--- Document extract Enclosed Below ---

Before I started the Camino, I’d done a lot of reading and research about it. One of the things I’d read was that the path was sort of divided into thirds: the first 10 days were mostly about the physical part of the journey. The biggest focus would be the pains and changes of your body. The second third was about the mind: you walk long, hot days through the Meseta, a region where this is no shade, a flat path, no distractions. A lot of time to spend in your head. I’ve heard different interpretations about the final third of the way: some say it’s about putting it all together. Some say it’s about coming to life.
I’ll be curious to see if my Camino falls into thirds, or into any kind of distinct sections. Already I can see how it might happen: today, for the first time, felt like I was moving into a different stage of this journey.

--- End of Enclosed Document extract ---

**Required actions**
• a. From the Camino passage, write out the stretch from "Before I started" through "coming to life.".
• b. For each third of the Camino named in the Camino passage, give the focus the passage assigns to it.

--- Source information Enclosed Below ---

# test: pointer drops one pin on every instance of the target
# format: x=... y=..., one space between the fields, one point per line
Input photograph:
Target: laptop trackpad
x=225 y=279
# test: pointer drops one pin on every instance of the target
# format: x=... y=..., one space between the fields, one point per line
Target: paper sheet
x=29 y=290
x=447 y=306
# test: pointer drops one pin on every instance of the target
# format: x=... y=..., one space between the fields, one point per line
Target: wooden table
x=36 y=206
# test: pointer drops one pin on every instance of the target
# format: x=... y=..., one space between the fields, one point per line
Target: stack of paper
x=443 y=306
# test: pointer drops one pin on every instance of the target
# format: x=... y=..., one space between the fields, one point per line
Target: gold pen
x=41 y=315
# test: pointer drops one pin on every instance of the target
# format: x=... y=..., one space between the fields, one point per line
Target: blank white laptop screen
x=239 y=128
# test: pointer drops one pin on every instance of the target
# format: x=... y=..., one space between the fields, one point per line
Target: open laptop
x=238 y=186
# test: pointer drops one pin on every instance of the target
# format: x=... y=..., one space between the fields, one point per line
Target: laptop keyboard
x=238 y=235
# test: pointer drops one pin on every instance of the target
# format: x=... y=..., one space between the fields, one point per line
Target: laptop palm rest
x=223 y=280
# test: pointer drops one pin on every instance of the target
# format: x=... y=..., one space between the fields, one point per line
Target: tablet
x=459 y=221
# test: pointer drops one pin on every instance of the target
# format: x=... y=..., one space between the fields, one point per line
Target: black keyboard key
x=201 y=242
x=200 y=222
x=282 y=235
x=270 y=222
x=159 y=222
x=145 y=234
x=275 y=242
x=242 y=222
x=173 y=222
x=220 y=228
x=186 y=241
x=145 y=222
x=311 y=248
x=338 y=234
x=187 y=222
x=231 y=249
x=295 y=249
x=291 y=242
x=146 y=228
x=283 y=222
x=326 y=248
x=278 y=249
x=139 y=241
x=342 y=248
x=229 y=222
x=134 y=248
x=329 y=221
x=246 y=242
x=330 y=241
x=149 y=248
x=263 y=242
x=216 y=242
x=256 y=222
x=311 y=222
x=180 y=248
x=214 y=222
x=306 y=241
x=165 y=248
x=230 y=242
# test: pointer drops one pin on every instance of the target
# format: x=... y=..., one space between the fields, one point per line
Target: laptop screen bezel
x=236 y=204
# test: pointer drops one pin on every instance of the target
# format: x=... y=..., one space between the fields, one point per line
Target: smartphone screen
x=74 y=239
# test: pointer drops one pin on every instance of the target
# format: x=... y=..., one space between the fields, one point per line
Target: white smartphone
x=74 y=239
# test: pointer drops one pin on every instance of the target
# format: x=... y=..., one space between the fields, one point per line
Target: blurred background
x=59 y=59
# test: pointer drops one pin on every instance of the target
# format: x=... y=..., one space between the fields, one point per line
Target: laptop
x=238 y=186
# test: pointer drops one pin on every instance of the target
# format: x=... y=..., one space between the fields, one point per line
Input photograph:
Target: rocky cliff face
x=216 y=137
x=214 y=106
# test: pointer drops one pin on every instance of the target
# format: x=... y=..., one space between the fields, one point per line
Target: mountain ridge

--- End of Enclosed Source information ---

**Answers to the exercise**
• a.
Before I started the Camino, I’d done a lot of reading and research about it. One of the things I’d read was that the path was sort of divided into thirds: the first 10 days were mostly about the physical part of the journey. The biggest focus would be the pains and changes of your body. The second third was about the mind: you walk long, hot days through the Meseta, a region where this is no shade, a flat path, no distractions. A lot of time to spend in your head. I’ve heard different interpretations about the final third of the way: some say it’s about putting it all together. Some say it’s about coming to life.

• b.
- First third (the first 10 days): the physical part of the journey, the pains and changes of your body
- Second third: the mind
- Final third: putting it all together, or coming to life (interpretations differ)